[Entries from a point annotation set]
# # # #
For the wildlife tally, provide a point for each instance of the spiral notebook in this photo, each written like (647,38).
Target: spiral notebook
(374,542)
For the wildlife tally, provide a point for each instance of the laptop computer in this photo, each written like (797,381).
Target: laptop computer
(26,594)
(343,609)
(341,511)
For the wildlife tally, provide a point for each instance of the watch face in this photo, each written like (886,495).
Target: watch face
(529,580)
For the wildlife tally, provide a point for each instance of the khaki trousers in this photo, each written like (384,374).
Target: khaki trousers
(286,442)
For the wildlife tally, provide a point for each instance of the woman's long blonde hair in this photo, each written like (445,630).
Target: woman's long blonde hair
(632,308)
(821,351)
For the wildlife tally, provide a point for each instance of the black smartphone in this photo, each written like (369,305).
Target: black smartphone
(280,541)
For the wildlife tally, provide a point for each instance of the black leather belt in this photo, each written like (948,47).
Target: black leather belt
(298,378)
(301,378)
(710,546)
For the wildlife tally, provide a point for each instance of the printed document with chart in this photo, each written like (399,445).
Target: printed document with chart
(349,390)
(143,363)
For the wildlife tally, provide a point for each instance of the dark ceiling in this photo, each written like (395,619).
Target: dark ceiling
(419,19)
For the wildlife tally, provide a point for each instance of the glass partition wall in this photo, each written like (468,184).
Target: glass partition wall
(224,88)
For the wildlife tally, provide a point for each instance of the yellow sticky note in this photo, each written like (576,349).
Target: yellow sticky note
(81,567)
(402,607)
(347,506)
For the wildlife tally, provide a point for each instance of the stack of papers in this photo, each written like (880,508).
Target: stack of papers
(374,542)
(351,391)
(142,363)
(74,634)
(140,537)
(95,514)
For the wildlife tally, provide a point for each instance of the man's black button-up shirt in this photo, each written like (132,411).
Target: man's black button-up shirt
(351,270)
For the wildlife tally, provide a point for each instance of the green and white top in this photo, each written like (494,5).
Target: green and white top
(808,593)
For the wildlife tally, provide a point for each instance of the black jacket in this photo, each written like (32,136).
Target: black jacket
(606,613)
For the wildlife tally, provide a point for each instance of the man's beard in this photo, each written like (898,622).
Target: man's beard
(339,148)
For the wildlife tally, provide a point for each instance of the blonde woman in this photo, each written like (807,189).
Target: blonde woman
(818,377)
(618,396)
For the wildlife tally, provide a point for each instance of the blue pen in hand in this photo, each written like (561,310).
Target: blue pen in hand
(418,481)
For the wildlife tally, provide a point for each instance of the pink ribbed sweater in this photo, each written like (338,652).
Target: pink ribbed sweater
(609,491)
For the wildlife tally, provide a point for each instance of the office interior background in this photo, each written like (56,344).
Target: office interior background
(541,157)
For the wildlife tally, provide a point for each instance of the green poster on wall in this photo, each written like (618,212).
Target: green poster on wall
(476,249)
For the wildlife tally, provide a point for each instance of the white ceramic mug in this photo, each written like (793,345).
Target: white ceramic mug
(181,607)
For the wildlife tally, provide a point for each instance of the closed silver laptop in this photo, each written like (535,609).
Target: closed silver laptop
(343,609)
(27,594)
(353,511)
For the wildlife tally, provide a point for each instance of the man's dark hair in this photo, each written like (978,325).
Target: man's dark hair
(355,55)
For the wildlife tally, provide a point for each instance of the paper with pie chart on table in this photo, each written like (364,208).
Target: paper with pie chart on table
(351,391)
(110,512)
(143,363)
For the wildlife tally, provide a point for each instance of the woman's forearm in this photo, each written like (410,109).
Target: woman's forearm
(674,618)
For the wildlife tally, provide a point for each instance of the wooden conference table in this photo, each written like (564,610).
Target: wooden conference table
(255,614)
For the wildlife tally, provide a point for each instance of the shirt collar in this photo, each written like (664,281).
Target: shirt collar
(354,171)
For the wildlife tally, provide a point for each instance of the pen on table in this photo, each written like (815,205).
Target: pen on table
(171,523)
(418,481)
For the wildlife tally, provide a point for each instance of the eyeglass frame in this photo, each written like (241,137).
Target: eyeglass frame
# # # #
• _AIM OF THE EXERCISE_:
Quote all of the items above word for word, from the first to the last.

• _EXERCISE OUTPUT_:
For the wildlife tally, provide a point for each instance of the spiral notebook in this photo, each written like (647,38).
Target: spiral notebook
(374,542)
For the wildlife tally, provide a point for each instance of the laptop computer in this photo, each written like (797,381).
Target: laptop computer
(26,594)
(343,609)
(341,511)
For the wildlife tally, provide a point for each instance of the watch face in this photo, each written like (886,495).
Target: watch face
(529,580)
For the wildlife tally, provide a point for each instance of the khaki trousers in this photo, each written like (384,374).
Target: khaki trousers
(286,442)
For the wildlife tally, provide a point for each instance of the woman's long blonde hair in this photo, each written like (445,630).
Target: woman's long blonde hair
(632,308)
(821,351)
For the wildlife tally, provide a point for each instance of the black smartphone in this photo, each written like (369,305).
Target: black smartphone
(280,541)
For the wildlife tally, provide a point for each instance of the black leather belt in this photo, each written like (948,47).
Target: black leather belt
(298,378)
(301,378)
(710,546)
For the wildlife tally, provide a point for each instance of the printed document with chart in this photo, each written like (399,445).
Target: printed document with chart
(349,390)
(143,363)
For the wildlife tally, provide a point for each instance of the dark ceiling in this photo, each written like (395,619).
Target: dark ceiling
(419,19)
For the wildlife tally, provide a point for each instance of the glass partition wall in this photo, each written like (468,184).
Target: glass partition wall
(224,88)
For the wildlife tally, provide a point for each instance of the yellow sticky note in this photo, each written like (576,349).
Target: yellow sticky note
(81,567)
(402,607)
(347,506)
For the wildlife tally, provide a point for each instance of the stack of papers in this photo, each written like (880,508).
Target: stack of papers
(374,542)
(351,391)
(142,363)
(74,634)
(140,537)
(95,514)
For the wildlife tally, provide a point for each instance of the man's black button-up shirt in this photo, each written like (132,411).
Target: man's black button-up shirt
(351,270)
For the wildlife tally, provide a point for each instance of the green and white top in this photo, each written like (494,5).
Target: green and white top
(808,593)
For the wildlife tally, provide a point for each instance of the black jacket in this photo, each written like (32,136).
Target: black jacket
(606,613)
For the wildlife tally, provide a point for each instance of the man's beard in this photo, each written like (898,622).
Target: man's beard
(339,148)
For the wildlife tally, provide a point for each instance of the blonde woman in this photo, each written like (807,189).
Target: blonde woman
(818,377)
(618,396)
For the wildlife tally, provide a point for each instance of the blue pen in hand in this photo, each written like (561,310).
Target: blue pen in hand
(418,481)
For the wildlife tally, provide a point for each instance of the pink ribbed sweater in this photo, each written like (338,652).
Target: pink ribbed sweater
(609,491)
For the wildlife tally, provide a point for each instance of the office interior background in this photo, each written like (56,344).
Target: office interior background
(541,157)
For the wildlife tally, provide a point for each instance of the green poster on wall in this photo, each written like (618,212).
Target: green poster on wall
(476,249)
For the wildlife tally, provide a point for each instance of the white ceramic mug in this photo, each written like (793,345).
Target: white ceramic mug
(181,607)
For the wildlife tally, provide a point for each instance of the closed silver laptop in this photo, each written like (535,609).
Target: closed silver laptop
(343,609)
(27,594)
(353,511)
For the wildlife tally, provide a point for each instance of the man's dark hair in this photo, each written like (978,325).
Target: man's dark hair
(355,55)
For the wildlife tally, provide a point for each instance of the paper with pie chart on table in this photo, each written like (364,208).
Target: paper with pie chart on table
(351,391)
(110,512)
(143,363)
For the wildlife tally, provide a point for each instance of the woman's forearm in this photo, each written like (410,109).
Target: woman's forearm
(674,618)
For the wildlife tally, provide a point for each instance of the wooden conference table in this photo, each written like (564,610).
Target: wooden conference table
(255,614)
For the wildlife tally, provide a point for each instance of the shirt collar in this photo, each written like (664,281).
Target: shirt collar
(354,171)
For the wildlife tally, provide a point for each instance of the pen on table in this photo, each written like (815,205).
Target: pen on table
(171,523)
(418,481)
For the wildlife tally, provide a point for each instance of the eyeglass frame in this photo, each written like (241,137).
Target: eyeglass frame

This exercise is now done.